= Beginning of Section =
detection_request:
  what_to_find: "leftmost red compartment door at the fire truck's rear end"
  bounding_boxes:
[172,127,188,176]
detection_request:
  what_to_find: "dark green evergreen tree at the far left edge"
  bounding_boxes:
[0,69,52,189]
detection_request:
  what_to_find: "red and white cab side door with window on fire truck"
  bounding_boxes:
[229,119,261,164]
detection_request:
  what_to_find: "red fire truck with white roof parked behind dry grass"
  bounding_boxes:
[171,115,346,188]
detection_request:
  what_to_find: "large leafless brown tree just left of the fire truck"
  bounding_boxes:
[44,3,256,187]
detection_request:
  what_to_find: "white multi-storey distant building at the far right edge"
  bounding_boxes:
= End of Section =
### Exercise prompt:
What lines in the material above hold the word "fire"? Pull them out.

### Expected answer:
  what_to_find: "leftmost red compartment door at the fire truck's rear end"
  what_to_find: "red and white cab side door with window on fire truck"
  what_to_find: "red fire truck with white roof parked behind dry grass"
  what_to_find: "large leafless brown tree just left of the fire truck"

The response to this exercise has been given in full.